Les techniques d’IA actuellement employées[7] au regard de la LCB/FT ne concernent pas encore la modélisation de données pour construire des modèles prédictifs de Machine Learning. Aussi bien à l’entrée en relation d’affaires qu’au cours de la relation d’affaires, la surveillance du risque BC/FT via les outils du Machine Learning et sa maîtrise sont appelées à être mises en œuvre sous couvert de certaines conditions pour être performantes, efficaces, explicables et auditables. La préparation des données à intégrer est aussi sensible que la phase d’apprentissage des modèles de Machine Learning. En effet, cette dernière consiste à définir les problématiques et à déterminer les phénomènes à retenir correspondant à la détection de signaux faibles soient-ils de blanchiment de capitaux et financement du terrorisme.

Il existe deux méthodes d’apprentissage : le supervisé et le non-supervisé. La première permet de catégoriser les alertes paramétrées en fonctions de critères tels que les mesures de vigilance et les facteurs de risques énoncés dans la 4ème directive. Le non-supervisé quant à lui permet à partir de schémas standards[8] de faire ressortir dans ce cas de figure des évènements rares (dits outliers) à analyser pour déterminer si le risque BC/FT est avéré ou non. Ces exploitations de données deviennent un préalable à l’identification d’occurrences à risque que l’établissement complétera d’une analyse humaine et permettra ainsi la constitution de déclarations de soupçons. Le Machine Learning rejoint ainsi les outils de filtrage, balayage et criblage utilisés aujourd’hui dans la détection et prévention des risques BC/FT.

......

:: Exercices ::
1. Pour chacune des affirmations suivantes, indiquez si elle concorde avec le texte sur le Machine Learning dans la LCB/FT. Répondez par oui ou par non et citez mot pour mot les termes du texte qui tranchent la question.
(a) Les techniques d’IA actuellement employées au regard de la LCB/FT servent déjà à construire des modèles prédictifs de Machine Learning.
(b) L’apprentissage non supervisé permet de faire ressortir des évènements rares.
(c) La préparation des données est moins sensible que la phase d’apprentissage des modèles.
2. Prolongez le texte sur le Machine Learning dans la LCB/FT à partir de sa dernière phrase.
Les entrées constituent un matériau distinct du texte sur le Machine Learning dans la LCB/FT.

......

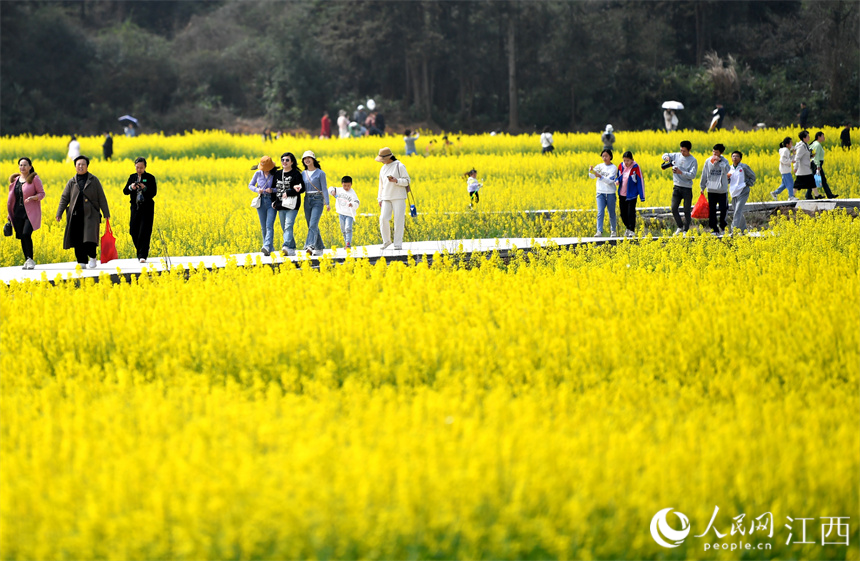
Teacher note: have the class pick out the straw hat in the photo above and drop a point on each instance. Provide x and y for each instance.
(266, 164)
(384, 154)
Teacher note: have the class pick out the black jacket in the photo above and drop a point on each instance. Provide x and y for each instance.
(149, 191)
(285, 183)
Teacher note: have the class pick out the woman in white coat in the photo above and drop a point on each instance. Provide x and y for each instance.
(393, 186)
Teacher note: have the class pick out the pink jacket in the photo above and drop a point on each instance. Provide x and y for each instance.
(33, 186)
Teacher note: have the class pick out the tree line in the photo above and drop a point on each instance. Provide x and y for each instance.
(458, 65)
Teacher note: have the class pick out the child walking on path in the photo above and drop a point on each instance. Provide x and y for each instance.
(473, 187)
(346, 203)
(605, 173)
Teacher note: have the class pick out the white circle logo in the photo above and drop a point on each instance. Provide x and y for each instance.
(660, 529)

......

:: Réponses finales ::
1.
(a) Non : « ne concernent pas encore la modélisation de données pour construire des modèles prédictifs de Machine Learning »
(b) Oui : « de faire ressortir dans ce cas de figure des évènements rares (dits outliers) »
(c) Non : « La préparation des données à intégrer est aussi sensible que la phase d’apprentissage des modèles de Machine Learning. »

2.
Que sont les risques et contraintes opérationnelles du Machine Learning au regard de la LCB/FT ?

Les risques et contraintes opérationnelles du Machine Learning ne sont pas spécifiques à la LCB/FT. La mise en place, la conformité et l’efficacité des nouvelles approches nécessitent une démarche de transformation/adaptation du software et du hardware de l’entreprise. Pour pouvoir prétendre à la fiabilité, la solidité, et ainsi la crédibilité des résultats découlant de ces algorithmes, l’entreprise assujettie doit gérer les risques liés. Ils sont encore nombreux comme la présence de biais dans le traitement des données ou, la mauvaise qualité des données (biais dans les données collectées, biais dans les sources utilisées, la faible pertinence des données retenues face aux objectifs visés, la complétude), et potentiellement le phénomène d’exclusion.

Le problème spécifique à la LCB/FT que pose l’utilisation des algorithmes de Machine Learning se situe dans sa phase d’apprentissage autonome qui potentiellement faciliterait des dérives comme la non détection de transactions suspectes et la raison de l’exclusion de ces transactions. De ce fait, l’apprentissage de ces algorithmes appelle à être encadré, afin de réduire ce risque. Il est appelé à s’intensifier au fur et à mesure de l’intégration de nouvelles données qui alimentent les algorithmes, ce qui ne va pas dans le sens d’un établissement assujetti dont le principal objectif est notamment d’encadrer, maîtriser, réduire et assurer une gestion des risques BC/FT.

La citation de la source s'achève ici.